• _Exercise brief_:
A verbatim copy of the line containing "Can you find the man's forearm?" and all lines after it, up to and including the final line of the records, is the only acceptable output.
· · ·
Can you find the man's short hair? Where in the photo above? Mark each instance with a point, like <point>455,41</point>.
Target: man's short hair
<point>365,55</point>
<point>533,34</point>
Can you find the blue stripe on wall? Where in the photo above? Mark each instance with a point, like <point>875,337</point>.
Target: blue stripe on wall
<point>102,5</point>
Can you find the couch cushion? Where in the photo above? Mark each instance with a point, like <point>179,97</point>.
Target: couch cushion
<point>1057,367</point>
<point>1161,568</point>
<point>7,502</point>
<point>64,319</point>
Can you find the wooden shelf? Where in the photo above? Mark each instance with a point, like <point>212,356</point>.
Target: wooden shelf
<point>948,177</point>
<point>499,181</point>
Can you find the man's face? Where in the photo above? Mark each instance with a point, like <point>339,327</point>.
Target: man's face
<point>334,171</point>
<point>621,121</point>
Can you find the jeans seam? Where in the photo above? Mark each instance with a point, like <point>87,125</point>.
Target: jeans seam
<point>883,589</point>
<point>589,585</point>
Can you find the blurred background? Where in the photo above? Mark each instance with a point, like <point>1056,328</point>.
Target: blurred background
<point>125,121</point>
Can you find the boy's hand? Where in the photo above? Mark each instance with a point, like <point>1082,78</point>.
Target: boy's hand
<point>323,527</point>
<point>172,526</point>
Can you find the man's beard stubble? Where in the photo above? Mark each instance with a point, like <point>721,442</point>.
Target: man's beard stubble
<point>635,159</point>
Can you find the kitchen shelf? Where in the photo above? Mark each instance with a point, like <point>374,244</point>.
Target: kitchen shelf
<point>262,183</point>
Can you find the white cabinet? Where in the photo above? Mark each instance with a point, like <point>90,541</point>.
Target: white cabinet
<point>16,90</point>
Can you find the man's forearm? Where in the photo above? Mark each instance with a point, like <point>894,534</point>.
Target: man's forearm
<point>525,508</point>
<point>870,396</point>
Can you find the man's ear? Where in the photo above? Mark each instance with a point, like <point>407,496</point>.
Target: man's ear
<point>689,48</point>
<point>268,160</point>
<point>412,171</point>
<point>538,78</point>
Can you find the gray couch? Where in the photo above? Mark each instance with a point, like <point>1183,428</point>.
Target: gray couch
· · ·
• _Response area_:
Can you find the man's forearm? Where in the photo above? Mark each instance with a point, like <point>894,534</point>.
Target: man's forearm
<point>525,508</point>
<point>870,396</point>
Can you find the man's ear? Where in the photo above? Mark each instance with a point, like <point>407,496</point>.
Target: man's ear
<point>689,48</point>
<point>268,160</point>
<point>412,171</point>
<point>538,78</point>
Can you find the gray couch? Where in the photo above? Mark each instance with a point, like <point>1183,428</point>.
Target: gray couch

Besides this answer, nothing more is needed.